| Set problem |
Reproduce, without any changes, every line of the entries below from the one containing "metal door handle in the photo above." through the last line of the entries, both ends included.

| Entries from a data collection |
>>>

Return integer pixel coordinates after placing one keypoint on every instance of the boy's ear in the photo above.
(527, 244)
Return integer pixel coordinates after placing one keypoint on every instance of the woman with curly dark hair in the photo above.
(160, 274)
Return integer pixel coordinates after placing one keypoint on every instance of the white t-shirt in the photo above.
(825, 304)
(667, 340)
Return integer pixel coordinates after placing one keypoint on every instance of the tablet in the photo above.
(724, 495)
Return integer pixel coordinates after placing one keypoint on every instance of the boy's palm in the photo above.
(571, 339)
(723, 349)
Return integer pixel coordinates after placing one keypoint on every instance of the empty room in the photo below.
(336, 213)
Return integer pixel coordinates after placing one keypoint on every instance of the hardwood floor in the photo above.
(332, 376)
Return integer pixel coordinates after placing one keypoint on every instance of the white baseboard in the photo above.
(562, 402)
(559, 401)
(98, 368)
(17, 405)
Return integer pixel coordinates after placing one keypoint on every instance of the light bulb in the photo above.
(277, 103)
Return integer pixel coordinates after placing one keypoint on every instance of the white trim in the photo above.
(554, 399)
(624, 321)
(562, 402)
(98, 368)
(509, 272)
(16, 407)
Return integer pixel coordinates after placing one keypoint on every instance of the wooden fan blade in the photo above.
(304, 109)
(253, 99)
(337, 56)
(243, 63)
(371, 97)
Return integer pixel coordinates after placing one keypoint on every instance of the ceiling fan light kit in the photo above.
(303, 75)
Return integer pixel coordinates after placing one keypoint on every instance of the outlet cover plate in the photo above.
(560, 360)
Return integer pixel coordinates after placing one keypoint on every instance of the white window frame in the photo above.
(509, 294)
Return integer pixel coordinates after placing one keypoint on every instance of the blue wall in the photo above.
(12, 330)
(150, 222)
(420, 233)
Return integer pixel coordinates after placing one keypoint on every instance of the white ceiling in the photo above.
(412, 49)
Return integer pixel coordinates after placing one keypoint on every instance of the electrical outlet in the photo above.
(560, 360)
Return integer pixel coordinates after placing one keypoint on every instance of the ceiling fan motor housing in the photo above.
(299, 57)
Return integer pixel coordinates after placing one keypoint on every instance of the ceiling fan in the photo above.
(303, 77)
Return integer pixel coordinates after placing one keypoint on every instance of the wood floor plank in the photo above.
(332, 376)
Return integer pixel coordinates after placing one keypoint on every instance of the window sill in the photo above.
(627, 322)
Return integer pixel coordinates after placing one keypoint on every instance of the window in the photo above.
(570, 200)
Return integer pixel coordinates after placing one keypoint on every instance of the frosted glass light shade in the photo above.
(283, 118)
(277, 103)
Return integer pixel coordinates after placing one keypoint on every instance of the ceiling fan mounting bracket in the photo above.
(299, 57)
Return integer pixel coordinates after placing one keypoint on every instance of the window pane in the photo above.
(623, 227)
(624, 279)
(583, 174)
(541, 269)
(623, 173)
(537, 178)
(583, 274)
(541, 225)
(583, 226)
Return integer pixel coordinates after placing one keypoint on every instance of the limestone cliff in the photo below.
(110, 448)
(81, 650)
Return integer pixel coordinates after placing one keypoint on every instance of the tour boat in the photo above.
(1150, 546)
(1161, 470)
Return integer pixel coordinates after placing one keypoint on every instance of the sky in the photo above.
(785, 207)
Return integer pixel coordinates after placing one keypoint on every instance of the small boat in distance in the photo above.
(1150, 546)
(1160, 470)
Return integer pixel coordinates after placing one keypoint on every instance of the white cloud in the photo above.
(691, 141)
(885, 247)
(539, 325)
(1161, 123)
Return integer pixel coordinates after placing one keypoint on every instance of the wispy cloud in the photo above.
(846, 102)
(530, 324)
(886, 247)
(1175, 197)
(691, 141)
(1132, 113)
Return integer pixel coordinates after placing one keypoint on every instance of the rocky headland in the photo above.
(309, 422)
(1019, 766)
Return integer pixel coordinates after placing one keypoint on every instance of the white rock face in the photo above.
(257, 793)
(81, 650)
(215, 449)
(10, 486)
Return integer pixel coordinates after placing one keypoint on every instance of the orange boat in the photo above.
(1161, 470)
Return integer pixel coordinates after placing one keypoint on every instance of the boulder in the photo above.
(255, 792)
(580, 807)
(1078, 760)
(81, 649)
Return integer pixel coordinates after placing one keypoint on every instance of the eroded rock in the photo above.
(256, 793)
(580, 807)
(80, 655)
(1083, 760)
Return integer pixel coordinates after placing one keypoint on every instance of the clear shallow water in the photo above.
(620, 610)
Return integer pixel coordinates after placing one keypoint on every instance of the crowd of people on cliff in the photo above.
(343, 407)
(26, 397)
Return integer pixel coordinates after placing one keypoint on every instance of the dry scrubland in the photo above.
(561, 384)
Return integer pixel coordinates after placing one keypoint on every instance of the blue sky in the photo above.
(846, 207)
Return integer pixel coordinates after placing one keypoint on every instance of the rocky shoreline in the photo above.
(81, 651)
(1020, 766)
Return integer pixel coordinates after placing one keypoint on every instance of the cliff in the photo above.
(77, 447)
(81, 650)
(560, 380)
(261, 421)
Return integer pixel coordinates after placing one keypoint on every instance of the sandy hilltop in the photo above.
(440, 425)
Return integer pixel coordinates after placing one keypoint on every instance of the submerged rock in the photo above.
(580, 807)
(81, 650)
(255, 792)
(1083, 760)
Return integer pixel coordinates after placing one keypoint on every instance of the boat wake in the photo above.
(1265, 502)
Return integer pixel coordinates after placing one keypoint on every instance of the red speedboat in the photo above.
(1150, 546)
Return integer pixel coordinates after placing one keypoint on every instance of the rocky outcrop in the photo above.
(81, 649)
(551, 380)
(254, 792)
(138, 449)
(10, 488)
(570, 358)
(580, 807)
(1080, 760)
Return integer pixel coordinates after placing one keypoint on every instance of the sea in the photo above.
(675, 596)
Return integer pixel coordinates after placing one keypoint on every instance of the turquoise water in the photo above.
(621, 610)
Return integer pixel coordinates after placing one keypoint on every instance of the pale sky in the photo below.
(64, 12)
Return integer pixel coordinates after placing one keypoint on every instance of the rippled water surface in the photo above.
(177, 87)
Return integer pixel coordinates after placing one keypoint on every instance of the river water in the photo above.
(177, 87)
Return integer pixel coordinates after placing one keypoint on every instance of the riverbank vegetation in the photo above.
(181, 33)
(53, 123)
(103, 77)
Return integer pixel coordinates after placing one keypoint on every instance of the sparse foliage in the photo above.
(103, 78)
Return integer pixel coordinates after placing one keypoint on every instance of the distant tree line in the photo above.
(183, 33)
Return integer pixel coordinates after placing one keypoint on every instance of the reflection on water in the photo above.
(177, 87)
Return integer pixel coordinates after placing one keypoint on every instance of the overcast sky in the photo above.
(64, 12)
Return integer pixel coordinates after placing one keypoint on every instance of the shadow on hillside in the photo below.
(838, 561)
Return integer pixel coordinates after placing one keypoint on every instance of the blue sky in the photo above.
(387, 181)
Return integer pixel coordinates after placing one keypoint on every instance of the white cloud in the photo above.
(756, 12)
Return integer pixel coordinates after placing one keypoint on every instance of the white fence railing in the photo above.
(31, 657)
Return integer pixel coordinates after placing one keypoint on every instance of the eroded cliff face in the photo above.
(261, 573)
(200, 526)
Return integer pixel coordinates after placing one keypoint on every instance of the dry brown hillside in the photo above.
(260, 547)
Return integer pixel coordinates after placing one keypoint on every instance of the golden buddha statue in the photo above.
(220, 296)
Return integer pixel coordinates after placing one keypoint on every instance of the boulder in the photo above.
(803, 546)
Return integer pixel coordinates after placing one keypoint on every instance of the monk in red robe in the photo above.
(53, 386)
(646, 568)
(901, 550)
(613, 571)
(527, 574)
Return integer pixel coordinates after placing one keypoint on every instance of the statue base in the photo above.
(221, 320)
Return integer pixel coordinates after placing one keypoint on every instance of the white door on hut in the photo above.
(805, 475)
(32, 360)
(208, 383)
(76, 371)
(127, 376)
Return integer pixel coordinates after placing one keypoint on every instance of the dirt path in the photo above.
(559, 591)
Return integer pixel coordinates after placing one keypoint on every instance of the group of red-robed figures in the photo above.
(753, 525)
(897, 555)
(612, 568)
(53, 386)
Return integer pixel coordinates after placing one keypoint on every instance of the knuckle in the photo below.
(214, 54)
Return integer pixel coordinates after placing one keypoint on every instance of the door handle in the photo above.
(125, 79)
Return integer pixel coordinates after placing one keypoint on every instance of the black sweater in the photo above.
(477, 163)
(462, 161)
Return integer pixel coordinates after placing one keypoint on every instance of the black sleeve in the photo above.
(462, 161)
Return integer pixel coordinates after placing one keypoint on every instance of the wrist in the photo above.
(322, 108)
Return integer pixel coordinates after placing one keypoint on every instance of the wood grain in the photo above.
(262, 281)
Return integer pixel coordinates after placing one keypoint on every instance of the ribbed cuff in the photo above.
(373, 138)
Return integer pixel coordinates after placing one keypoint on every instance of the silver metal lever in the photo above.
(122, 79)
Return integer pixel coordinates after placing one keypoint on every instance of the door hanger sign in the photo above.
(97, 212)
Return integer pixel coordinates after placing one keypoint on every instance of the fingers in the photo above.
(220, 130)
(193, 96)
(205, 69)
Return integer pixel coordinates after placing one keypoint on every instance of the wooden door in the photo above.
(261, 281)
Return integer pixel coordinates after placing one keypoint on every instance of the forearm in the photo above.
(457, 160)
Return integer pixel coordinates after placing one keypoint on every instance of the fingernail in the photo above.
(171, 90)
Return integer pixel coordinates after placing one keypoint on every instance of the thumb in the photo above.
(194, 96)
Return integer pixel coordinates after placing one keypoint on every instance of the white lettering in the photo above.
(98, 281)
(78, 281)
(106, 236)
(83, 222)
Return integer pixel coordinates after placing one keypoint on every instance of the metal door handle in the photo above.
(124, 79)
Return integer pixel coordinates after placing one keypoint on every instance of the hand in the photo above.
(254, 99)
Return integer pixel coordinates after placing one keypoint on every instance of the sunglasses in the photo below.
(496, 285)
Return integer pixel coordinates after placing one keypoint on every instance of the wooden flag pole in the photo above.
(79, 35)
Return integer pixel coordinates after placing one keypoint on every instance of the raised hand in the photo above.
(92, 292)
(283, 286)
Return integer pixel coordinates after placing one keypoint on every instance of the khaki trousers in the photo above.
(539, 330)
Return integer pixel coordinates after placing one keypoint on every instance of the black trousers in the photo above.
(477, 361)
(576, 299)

<<<

| Expected answer |
Return integer pixel coordinates after placing one keypoint on every instance of the metal door handle in the photo above.
(124, 79)
Return integer pixel coordinates after placing one keypoint on every instance of the hand in the photo above.
(254, 99)
Return integer pixel coordinates after placing one keypoint on every instance of the sunglasses in the photo below.
(496, 285)
Return integer pixel coordinates after placing one keypoint on every instance of the wooden flag pole in the photo above.
(79, 35)
Return integer pixel coordinates after placing one keypoint on every instance of the raised hand in the photo above.
(92, 292)
(283, 286)
Return integer pixel coordinates after placing one keypoint on every instance of the khaki trousers in the photo above.
(539, 330)
Return integer pixel coordinates after placing one keypoint on every instance of the black trousers in the photo above.
(477, 361)
(576, 299)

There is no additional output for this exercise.